- **DIRECTION**: Reproduce verbatim the stretch of items from the very first line through the line containing "[(414, 838)]".

- **AVAILABLE RECORDS**:
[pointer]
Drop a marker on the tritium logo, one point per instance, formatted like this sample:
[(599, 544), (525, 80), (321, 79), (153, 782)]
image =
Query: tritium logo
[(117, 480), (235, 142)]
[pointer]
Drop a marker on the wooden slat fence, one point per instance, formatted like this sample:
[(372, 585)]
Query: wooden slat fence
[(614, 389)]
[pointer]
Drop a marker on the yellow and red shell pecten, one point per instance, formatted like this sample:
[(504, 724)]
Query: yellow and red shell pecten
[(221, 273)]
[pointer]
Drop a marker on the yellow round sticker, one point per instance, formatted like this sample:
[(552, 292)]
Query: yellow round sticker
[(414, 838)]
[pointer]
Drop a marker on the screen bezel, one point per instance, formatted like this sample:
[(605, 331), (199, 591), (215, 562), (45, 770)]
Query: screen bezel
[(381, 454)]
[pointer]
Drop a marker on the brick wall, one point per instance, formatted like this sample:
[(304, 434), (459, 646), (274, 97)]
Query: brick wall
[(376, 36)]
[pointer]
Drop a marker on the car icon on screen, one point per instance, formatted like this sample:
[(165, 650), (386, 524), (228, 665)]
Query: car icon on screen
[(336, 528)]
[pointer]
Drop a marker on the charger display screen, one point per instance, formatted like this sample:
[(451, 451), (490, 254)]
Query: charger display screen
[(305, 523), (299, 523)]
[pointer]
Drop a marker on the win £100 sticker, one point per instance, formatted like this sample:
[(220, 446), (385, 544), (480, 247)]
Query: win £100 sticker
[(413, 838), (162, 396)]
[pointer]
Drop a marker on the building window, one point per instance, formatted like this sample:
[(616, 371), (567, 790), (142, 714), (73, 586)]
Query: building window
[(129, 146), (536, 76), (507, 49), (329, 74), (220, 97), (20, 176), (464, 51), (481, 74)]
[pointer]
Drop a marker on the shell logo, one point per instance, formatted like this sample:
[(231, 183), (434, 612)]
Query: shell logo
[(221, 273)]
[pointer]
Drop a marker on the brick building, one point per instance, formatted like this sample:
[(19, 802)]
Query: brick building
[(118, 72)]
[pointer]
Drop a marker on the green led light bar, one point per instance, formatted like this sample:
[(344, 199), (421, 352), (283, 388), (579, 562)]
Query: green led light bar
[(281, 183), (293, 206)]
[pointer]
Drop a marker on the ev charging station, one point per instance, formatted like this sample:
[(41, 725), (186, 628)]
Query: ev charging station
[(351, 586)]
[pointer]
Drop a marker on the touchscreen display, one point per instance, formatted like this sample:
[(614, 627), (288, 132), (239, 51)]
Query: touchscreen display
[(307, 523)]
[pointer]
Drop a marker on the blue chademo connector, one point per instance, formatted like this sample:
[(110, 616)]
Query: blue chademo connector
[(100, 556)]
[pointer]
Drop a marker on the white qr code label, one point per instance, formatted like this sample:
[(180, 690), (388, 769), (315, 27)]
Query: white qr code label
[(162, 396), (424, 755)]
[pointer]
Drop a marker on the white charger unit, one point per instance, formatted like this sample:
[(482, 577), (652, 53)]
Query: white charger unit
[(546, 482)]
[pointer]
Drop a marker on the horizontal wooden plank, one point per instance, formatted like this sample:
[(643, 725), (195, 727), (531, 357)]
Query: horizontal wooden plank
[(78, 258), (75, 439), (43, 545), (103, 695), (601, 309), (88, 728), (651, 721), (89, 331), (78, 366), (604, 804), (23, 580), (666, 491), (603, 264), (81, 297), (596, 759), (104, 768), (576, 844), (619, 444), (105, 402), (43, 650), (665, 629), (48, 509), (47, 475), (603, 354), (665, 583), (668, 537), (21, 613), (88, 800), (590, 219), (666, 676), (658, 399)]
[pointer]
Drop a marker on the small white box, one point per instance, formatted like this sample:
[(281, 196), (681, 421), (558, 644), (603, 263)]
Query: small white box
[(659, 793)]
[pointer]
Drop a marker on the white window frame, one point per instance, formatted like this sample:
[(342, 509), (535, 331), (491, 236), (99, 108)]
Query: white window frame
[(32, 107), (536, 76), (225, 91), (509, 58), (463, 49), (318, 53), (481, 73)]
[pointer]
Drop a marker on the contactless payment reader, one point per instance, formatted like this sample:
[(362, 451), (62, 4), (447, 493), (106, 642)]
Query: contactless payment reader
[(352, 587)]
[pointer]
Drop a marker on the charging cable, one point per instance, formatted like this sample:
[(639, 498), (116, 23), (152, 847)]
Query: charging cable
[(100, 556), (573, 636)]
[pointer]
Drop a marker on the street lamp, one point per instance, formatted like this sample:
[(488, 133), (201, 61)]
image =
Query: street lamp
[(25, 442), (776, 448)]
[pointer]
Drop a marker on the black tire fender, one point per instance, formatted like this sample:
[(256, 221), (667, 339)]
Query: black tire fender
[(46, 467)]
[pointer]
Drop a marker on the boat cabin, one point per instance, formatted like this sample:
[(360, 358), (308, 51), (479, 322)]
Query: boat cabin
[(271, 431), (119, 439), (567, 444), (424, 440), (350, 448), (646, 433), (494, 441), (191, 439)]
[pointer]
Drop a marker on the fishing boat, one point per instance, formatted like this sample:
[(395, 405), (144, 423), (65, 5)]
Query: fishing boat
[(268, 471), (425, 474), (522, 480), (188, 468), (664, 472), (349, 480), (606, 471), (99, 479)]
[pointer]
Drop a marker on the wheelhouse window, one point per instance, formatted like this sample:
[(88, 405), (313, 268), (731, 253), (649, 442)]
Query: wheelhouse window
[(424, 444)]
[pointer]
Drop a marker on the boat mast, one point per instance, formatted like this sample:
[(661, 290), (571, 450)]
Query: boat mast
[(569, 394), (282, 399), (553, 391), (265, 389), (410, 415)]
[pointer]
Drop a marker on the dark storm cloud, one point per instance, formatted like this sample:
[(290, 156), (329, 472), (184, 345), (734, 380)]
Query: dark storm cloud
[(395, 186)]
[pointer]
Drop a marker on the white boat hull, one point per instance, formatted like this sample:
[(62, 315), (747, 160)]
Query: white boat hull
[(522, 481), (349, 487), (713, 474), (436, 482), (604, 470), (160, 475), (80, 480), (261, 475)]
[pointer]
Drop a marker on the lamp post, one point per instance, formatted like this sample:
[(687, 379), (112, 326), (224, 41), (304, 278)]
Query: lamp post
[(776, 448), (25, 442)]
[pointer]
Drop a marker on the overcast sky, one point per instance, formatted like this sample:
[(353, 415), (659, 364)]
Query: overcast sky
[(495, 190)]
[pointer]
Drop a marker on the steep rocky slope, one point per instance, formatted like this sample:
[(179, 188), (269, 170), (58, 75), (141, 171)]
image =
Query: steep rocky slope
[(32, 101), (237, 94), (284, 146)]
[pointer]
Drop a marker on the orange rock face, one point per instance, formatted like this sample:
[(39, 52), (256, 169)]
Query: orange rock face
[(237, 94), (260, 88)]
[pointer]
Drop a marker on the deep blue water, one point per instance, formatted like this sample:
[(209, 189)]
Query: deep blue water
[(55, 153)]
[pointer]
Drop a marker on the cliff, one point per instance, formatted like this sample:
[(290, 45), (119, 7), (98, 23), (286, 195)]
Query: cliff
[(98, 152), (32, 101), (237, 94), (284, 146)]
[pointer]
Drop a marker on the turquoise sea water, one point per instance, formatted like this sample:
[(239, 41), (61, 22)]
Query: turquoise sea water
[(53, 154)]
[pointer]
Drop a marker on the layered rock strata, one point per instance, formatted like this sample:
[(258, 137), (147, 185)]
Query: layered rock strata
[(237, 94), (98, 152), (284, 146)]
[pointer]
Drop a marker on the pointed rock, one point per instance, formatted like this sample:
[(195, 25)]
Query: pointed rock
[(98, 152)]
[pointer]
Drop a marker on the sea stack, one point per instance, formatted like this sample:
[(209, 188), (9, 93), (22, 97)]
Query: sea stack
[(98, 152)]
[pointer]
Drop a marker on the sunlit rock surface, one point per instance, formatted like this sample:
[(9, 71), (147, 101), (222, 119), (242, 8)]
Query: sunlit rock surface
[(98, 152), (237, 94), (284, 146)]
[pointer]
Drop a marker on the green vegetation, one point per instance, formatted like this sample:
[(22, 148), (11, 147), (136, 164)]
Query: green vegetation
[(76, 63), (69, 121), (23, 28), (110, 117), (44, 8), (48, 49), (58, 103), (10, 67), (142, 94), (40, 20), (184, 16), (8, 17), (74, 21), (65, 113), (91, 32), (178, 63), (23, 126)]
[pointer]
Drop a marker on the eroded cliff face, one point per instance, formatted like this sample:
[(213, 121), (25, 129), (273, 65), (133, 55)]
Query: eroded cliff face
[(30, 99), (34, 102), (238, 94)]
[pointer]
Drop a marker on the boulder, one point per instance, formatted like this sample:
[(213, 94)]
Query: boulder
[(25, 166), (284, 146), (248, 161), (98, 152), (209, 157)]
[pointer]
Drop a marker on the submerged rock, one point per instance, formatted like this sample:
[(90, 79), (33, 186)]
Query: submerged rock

- **RESULT BELOW**:
[pointer]
Drop a marker on the tritium logo, one point per instance, formatted like this sample:
[(599, 544), (525, 80), (321, 79), (153, 782)]
image =
Query: tritium logo
[(117, 480), (235, 142)]
[pointer]
Drop a marker on the wooden slat fence, one point per instance, formatted like this sample:
[(372, 585)]
Query: wooden slat fence
[(614, 389)]
[pointer]
Drop a marker on the yellow and red shell pecten, one point per instance, formatted like this sample:
[(504, 724)]
Query: yellow and red shell pecten
[(221, 273)]
[pointer]
Drop a marker on the yellow round sticker, one point per instance, formatted like this sample:
[(552, 292)]
Query: yellow round sticker
[(414, 838)]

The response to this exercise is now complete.